**What you are asked to do**
List every line in the records below that contains the word "parking", copying each line in full.

**Dataset entries**
* begin *
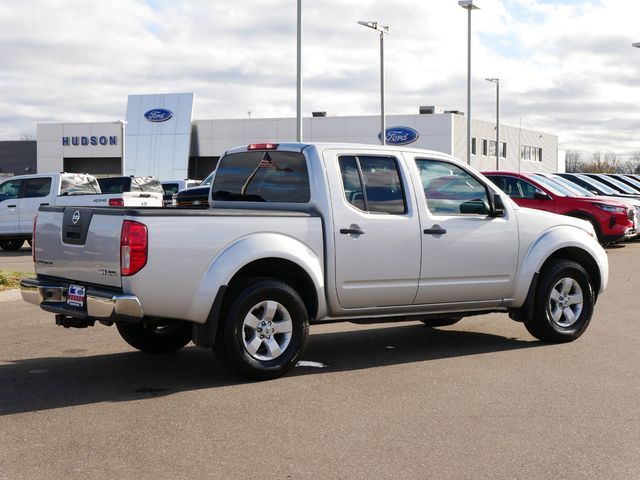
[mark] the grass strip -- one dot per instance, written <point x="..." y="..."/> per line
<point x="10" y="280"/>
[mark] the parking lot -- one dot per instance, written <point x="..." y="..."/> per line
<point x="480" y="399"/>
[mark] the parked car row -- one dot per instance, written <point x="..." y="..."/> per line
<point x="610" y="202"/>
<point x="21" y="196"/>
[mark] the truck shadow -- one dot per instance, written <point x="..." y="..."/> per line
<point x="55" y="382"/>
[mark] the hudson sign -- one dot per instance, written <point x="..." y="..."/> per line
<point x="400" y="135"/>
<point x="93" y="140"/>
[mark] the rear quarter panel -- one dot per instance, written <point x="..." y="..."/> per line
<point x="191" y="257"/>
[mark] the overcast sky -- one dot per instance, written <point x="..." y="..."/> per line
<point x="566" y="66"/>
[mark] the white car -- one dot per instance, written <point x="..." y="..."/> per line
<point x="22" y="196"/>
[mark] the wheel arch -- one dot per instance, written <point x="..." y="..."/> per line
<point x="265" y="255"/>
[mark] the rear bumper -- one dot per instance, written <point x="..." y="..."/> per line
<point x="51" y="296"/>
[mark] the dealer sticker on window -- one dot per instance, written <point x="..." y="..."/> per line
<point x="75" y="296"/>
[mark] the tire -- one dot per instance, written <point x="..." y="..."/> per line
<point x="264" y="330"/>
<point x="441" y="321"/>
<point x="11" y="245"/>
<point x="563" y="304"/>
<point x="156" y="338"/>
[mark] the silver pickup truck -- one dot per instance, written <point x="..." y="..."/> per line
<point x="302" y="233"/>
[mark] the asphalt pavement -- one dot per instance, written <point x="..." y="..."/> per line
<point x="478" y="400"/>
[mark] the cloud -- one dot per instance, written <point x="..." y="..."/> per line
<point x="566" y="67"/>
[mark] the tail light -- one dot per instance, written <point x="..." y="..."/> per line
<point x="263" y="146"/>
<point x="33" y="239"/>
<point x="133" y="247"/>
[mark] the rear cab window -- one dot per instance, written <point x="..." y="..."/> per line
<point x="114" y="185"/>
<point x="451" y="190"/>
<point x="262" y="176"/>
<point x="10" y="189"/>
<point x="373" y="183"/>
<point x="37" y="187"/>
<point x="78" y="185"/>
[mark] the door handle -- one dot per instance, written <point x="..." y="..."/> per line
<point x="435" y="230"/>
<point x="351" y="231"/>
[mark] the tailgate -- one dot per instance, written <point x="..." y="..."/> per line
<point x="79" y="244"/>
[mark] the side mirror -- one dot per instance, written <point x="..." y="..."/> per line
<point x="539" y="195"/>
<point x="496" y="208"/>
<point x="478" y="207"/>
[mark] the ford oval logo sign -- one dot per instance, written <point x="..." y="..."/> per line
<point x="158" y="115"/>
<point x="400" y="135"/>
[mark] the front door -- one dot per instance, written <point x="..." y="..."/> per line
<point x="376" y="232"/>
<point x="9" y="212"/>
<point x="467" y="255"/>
* end *
* begin *
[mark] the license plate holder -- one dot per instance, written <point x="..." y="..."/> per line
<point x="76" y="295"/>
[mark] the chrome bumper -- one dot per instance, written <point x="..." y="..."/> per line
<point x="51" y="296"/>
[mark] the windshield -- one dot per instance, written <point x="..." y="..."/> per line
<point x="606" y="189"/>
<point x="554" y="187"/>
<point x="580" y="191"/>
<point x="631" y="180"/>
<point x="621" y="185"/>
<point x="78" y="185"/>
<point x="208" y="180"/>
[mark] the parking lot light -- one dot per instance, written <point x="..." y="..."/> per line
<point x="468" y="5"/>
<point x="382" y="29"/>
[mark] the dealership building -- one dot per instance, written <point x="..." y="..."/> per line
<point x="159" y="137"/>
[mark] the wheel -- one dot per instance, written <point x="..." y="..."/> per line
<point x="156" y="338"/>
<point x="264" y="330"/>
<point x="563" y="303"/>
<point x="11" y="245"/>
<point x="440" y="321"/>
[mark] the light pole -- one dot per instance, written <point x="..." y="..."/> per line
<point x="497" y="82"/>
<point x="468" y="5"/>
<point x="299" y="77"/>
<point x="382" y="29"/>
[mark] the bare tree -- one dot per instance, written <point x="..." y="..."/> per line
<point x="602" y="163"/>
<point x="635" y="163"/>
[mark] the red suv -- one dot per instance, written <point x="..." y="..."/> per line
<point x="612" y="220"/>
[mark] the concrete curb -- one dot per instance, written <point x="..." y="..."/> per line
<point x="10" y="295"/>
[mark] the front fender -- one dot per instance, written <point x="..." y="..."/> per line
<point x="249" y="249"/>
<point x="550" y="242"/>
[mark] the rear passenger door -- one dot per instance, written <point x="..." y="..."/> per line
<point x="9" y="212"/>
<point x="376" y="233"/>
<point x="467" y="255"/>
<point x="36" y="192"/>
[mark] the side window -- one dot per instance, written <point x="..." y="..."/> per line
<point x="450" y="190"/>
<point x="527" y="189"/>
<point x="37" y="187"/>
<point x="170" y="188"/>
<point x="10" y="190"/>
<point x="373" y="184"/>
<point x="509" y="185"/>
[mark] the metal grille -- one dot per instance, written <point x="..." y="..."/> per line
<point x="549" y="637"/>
* end *
* begin *
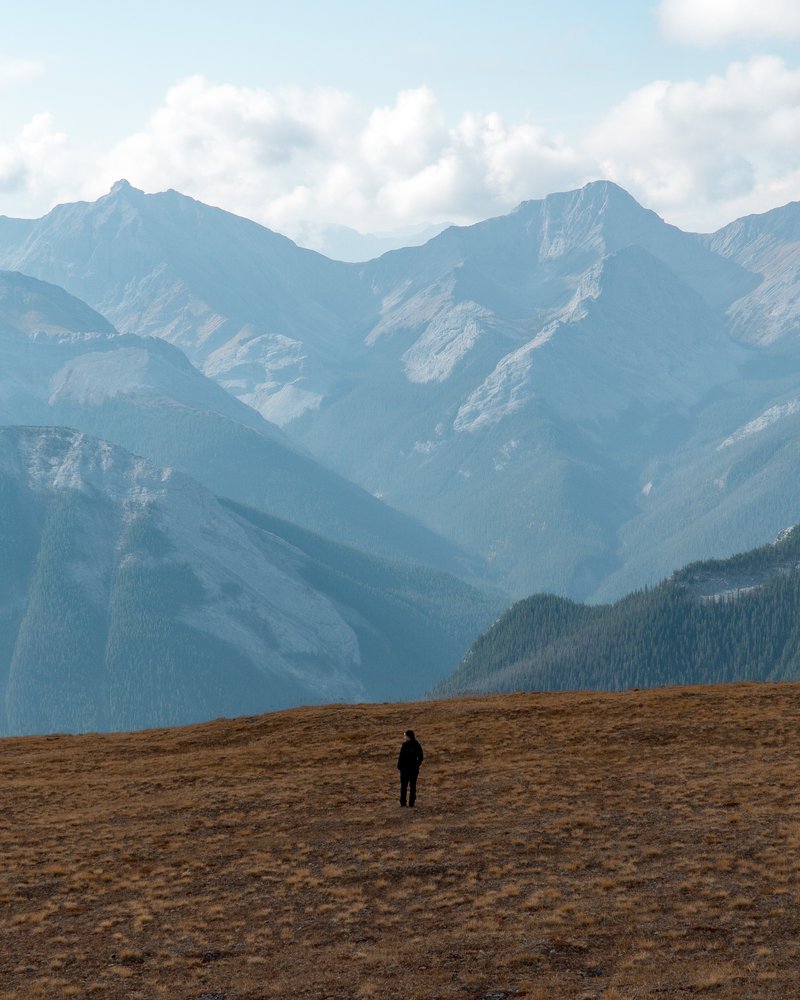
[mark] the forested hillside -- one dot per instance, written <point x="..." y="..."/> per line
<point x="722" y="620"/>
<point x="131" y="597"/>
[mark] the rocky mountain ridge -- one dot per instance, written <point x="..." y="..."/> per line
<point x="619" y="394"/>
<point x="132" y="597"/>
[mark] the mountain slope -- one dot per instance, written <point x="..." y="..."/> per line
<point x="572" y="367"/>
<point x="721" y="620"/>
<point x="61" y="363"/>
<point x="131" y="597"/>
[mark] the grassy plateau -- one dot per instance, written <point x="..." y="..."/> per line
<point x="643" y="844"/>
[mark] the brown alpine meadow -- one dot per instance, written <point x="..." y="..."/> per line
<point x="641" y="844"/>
* end *
**Task response**
[mark] the parking lot -- one dot per instance, written <point x="..." y="..."/> per line
[mark] the parking lot light -- one dot per instance, written <point x="..." y="..."/> per line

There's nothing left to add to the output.